WHAT YOU WILL DO: Restate word for word the span that opens with the line containing "locate headscarf -- one point per instance" and closes with the final line of the data; give only those lines.
═══ DATA SHOWN ═══
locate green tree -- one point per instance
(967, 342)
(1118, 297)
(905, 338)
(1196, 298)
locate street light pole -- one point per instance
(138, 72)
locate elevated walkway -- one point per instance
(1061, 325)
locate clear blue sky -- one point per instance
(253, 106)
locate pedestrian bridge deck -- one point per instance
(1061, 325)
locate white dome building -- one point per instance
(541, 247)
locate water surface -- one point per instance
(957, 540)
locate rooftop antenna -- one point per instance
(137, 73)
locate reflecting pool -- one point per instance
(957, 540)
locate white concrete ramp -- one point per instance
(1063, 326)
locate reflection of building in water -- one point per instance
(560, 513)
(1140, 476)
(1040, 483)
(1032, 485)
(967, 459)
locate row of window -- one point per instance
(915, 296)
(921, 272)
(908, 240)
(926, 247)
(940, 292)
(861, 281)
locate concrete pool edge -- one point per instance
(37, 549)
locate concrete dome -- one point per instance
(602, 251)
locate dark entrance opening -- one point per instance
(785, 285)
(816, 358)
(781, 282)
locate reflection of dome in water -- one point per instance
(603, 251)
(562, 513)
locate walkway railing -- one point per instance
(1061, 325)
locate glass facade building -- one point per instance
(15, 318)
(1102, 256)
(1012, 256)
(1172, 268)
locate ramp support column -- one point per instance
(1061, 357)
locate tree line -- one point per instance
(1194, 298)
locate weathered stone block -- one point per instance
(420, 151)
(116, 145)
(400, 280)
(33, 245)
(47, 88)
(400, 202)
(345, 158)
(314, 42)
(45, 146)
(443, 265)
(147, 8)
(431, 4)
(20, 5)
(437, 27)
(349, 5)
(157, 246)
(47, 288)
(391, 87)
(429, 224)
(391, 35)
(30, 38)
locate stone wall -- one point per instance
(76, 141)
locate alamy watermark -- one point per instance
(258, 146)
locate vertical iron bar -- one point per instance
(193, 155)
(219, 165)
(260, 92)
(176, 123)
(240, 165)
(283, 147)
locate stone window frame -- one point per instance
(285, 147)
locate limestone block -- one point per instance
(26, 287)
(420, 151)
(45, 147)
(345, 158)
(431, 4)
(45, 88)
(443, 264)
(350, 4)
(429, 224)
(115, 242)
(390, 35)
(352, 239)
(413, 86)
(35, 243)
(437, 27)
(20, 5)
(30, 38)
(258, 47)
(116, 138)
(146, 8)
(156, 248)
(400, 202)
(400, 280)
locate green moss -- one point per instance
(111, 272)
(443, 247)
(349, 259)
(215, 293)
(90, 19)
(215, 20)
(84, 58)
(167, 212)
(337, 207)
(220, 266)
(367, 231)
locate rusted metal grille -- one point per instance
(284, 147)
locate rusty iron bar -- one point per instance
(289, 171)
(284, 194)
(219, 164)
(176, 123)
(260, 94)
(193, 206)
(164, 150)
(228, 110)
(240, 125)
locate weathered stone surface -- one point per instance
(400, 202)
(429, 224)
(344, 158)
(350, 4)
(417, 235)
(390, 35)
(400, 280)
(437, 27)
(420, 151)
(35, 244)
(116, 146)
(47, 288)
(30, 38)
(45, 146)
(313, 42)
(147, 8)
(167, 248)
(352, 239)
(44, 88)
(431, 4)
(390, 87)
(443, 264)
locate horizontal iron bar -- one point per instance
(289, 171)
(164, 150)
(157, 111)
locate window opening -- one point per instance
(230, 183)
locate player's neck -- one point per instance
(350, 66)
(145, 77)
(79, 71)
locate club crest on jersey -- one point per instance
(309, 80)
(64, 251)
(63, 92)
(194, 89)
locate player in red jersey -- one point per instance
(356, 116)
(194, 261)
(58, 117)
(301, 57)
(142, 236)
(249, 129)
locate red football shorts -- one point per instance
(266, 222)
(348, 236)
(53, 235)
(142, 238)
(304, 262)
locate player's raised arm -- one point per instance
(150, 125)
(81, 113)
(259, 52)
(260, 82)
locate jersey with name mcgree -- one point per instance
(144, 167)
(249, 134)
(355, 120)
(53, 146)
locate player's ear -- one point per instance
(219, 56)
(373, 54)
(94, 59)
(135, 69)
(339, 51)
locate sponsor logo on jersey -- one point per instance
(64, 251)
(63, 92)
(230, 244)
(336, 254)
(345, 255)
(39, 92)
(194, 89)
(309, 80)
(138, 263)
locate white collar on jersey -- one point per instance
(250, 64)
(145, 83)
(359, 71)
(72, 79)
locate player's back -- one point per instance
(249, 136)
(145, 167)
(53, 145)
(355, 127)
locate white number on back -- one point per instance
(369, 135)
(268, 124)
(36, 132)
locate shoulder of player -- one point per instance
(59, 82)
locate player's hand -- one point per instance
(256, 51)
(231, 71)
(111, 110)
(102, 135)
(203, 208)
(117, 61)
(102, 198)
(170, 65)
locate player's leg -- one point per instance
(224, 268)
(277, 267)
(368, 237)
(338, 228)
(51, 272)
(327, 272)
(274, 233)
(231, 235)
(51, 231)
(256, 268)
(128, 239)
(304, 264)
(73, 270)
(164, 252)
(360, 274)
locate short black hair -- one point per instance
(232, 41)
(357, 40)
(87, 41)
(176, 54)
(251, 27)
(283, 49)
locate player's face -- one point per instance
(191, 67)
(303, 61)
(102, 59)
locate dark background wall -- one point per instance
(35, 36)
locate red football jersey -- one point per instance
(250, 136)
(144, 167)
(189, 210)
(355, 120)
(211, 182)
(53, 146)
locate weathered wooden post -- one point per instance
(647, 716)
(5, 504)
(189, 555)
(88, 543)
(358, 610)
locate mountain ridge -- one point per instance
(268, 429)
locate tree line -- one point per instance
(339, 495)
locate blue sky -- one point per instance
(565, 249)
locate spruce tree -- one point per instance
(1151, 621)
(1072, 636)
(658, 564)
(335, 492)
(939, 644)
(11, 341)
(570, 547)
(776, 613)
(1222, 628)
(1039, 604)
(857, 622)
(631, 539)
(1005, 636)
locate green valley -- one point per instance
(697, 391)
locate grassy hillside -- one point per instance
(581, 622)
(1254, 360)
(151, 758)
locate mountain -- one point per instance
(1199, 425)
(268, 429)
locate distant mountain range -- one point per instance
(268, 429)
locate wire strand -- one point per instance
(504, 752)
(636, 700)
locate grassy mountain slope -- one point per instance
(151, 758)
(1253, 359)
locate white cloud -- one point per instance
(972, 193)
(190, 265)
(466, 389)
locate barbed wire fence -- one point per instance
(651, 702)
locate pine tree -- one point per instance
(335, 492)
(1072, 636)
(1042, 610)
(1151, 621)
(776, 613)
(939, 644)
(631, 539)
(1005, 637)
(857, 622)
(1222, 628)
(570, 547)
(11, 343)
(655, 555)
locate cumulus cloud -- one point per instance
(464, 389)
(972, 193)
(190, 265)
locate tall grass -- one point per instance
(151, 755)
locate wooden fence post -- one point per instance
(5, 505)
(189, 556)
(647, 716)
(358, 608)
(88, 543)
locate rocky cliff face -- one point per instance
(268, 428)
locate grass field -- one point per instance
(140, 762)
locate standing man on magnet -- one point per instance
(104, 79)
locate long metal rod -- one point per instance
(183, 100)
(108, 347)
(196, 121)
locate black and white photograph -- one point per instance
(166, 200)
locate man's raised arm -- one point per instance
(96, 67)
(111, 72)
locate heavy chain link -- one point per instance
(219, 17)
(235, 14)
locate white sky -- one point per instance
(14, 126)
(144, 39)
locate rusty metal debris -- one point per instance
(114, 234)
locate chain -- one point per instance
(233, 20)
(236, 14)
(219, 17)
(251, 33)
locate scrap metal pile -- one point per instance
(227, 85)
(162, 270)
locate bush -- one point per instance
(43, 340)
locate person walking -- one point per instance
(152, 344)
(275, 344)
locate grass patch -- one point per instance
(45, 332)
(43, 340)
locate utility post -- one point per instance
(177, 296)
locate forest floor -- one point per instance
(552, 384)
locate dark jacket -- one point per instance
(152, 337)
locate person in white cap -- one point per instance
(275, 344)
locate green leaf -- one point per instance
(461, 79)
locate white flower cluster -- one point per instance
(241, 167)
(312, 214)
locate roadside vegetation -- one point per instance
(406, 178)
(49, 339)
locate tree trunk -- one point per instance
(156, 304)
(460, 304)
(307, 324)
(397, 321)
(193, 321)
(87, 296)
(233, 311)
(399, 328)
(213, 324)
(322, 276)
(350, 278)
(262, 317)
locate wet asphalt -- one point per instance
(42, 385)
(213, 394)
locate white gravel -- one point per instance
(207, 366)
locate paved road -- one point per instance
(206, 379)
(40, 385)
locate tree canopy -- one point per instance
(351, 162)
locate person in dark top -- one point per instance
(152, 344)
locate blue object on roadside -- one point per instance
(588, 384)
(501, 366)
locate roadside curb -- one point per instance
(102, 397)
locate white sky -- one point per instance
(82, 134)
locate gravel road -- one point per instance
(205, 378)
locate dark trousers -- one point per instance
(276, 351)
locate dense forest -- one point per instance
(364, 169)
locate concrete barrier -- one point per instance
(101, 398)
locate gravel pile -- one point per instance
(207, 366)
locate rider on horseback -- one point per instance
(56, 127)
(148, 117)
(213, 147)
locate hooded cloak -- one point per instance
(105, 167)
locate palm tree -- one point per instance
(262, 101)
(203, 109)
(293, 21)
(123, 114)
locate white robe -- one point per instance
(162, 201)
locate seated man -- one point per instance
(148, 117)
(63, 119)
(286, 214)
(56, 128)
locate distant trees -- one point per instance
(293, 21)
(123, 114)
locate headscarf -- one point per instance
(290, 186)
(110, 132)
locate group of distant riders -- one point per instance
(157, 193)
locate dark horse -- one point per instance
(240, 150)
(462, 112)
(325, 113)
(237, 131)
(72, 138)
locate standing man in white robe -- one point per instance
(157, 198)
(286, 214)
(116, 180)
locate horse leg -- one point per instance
═══
COMPLETED EXERCISE:
locate headscarf -- one point per instance
(290, 186)
(110, 132)
locate group of distant riders -- one point per instance
(157, 193)
locate dark horse -- one point per instance
(240, 150)
(462, 112)
(325, 113)
(237, 131)
(72, 138)
locate standing man in white robe -- one point per instance
(157, 198)
(286, 214)
(116, 180)
locate horse leg -- one point per instance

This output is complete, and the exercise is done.